(Collected data)
* * * * *

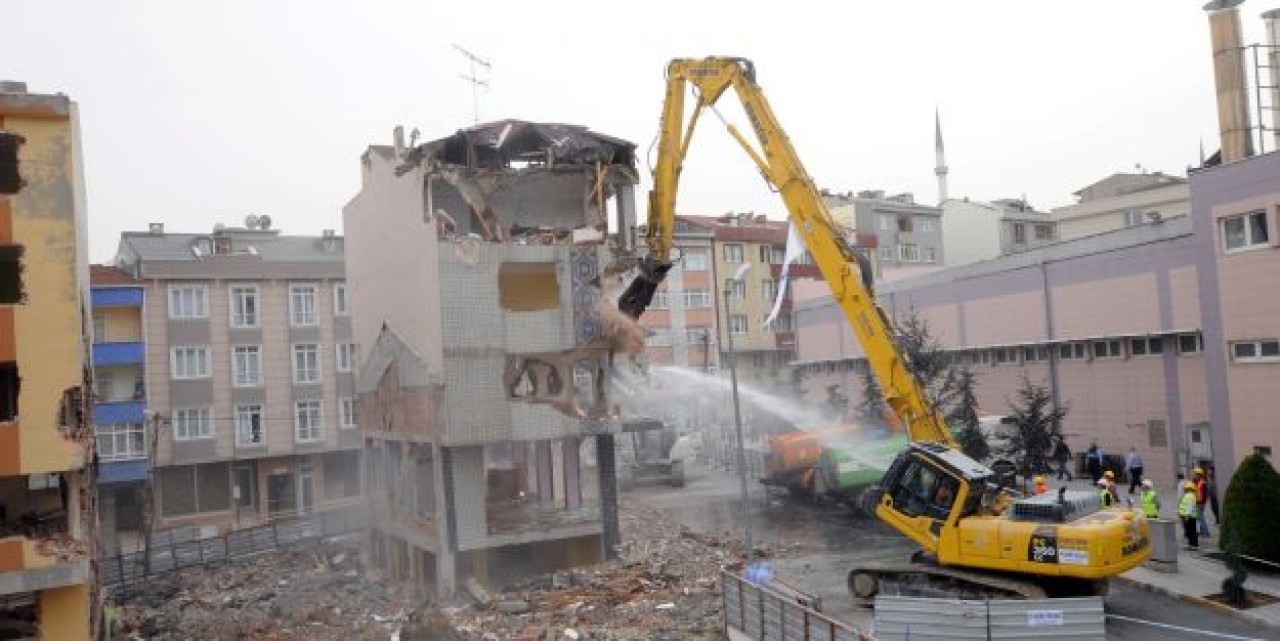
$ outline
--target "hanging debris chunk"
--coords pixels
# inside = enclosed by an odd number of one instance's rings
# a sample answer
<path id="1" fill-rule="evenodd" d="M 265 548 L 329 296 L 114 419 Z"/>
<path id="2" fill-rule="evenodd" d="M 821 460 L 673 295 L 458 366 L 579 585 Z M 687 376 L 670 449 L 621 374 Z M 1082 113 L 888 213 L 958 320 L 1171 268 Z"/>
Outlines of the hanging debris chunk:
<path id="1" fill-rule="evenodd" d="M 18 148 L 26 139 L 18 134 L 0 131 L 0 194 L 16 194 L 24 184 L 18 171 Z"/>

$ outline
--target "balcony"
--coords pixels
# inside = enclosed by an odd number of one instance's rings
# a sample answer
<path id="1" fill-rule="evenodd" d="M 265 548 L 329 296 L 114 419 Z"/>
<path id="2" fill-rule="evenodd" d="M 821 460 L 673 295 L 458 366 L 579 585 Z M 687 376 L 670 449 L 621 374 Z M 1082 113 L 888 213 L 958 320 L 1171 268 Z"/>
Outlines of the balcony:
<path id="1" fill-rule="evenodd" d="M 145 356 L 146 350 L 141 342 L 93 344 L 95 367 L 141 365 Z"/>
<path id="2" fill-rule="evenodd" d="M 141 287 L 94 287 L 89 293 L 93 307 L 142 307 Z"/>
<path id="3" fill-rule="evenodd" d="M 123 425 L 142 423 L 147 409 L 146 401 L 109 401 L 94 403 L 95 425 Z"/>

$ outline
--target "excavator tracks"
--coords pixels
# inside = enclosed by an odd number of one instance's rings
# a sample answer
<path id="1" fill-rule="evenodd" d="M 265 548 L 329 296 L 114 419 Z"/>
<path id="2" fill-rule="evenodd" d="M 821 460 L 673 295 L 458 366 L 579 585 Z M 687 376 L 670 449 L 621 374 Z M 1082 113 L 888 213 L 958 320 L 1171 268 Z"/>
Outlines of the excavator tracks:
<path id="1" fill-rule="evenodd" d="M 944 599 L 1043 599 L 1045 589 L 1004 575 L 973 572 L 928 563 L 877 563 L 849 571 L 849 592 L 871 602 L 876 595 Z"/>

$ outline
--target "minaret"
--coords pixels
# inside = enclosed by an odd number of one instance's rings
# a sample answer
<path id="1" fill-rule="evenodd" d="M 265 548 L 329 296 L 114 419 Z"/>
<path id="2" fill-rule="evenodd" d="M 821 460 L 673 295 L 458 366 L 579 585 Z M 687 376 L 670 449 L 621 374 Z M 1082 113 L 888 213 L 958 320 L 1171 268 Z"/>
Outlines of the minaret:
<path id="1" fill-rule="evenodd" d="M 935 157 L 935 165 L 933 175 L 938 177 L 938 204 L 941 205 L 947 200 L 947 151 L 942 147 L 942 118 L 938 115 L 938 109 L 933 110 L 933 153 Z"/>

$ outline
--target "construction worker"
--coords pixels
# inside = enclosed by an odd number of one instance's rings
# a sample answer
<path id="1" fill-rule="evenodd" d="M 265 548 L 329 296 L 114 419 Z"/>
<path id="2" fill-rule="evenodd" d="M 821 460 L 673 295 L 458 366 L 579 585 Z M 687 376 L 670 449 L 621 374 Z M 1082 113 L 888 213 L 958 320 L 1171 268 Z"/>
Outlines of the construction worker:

* * * * *

▶ [WORK TASK]: Copy all entries exactly; skip pictures.

▶ [TASK SOLUTION]:
$ outline
--target "hanging debris chunk"
--coords pixels
# inside = enclosed by an odd number of one instance's rings
# a sample answer
<path id="1" fill-rule="evenodd" d="M 265 548 L 329 296 L 114 419 Z"/>
<path id="2" fill-rule="evenodd" d="M 821 460 L 673 295 L 458 366 L 579 585 Z M 687 376 L 670 449 L 621 374 Z M 1082 113 L 888 213 L 958 320 L 1171 268 Z"/>
Outlines of the hanging debris chunk:
<path id="1" fill-rule="evenodd" d="M 18 148 L 26 139 L 18 134 L 0 131 L 0 194 L 16 194 L 24 184 L 18 171 Z"/>

$ outline
--target "balcony"
--coords pixels
# inside = enclosed by an odd number of one instance's rings
# a sample answer
<path id="1" fill-rule="evenodd" d="M 265 548 L 329 296 L 114 419 Z"/>
<path id="2" fill-rule="evenodd" d="M 821 460 L 673 295 L 458 366 L 579 585 Z M 687 376 L 670 449 L 621 374 Z M 1082 113 L 888 213 L 958 320 L 1171 268 Z"/>
Outlines of the balcony:
<path id="1" fill-rule="evenodd" d="M 145 356 L 146 350 L 141 342 L 93 344 L 95 367 L 141 365 Z"/>
<path id="2" fill-rule="evenodd" d="M 141 287 L 94 287 L 89 293 L 93 307 L 142 307 Z"/>
<path id="3" fill-rule="evenodd" d="M 123 425 L 142 423 L 147 409 L 146 401 L 109 401 L 94 403 L 95 425 Z"/>

$ outline
--target "excavator tracks"
--coords pixels
# inside = enclosed by an odd number of one instance's rings
# a sample answer
<path id="1" fill-rule="evenodd" d="M 265 548 L 329 296 L 114 419 Z"/>
<path id="2" fill-rule="evenodd" d="M 821 460 L 673 295 L 458 366 L 579 585 Z M 687 376 L 670 449 L 621 374 Z M 1082 113 L 888 213 L 958 320 L 1171 268 Z"/>
Outlines of the excavator tracks:
<path id="1" fill-rule="evenodd" d="M 944 599 L 1043 599 L 1045 589 L 1004 575 L 973 572 L 928 563 L 877 563 L 849 571 L 849 592 L 871 602 L 876 595 Z"/>

$ outline
--target "minaret"
--coords pixels
# inside = enclosed by an odd number of one instance's rings
# a sample answer
<path id="1" fill-rule="evenodd" d="M 265 548 L 329 296 L 114 419 Z"/>
<path id="2" fill-rule="evenodd" d="M 821 460 L 673 295 L 458 366 L 579 585 Z M 687 376 L 670 449 L 621 374 Z M 1082 113 L 888 213 L 958 320 L 1171 268 Z"/>
Outlines of the minaret:
<path id="1" fill-rule="evenodd" d="M 935 157 L 935 165 L 933 175 L 938 177 L 938 204 L 941 205 L 947 200 L 947 151 L 942 147 L 942 118 L 938 115 L 938 109 L 933 110 L 933 153 Z"/>

$ outline
--target "construction worker"
--coords pixels
# inside = enclosed by an odd number of one instance's rings
# a sample answer
<path id="1" fill-rule="evenodd" d="M 265 548 L 329 296 L 114 419 Z"/>
<path id="2" fill-rule="evenodd" d="M 821 460 L 673 295 L 458 366 L 579 585 Z M 687 376 L 670 449 L 621 374 Z M 1082 113 L 888 213 L 958 320 L 1171 268 Z"/>
Outlines of the construction worker:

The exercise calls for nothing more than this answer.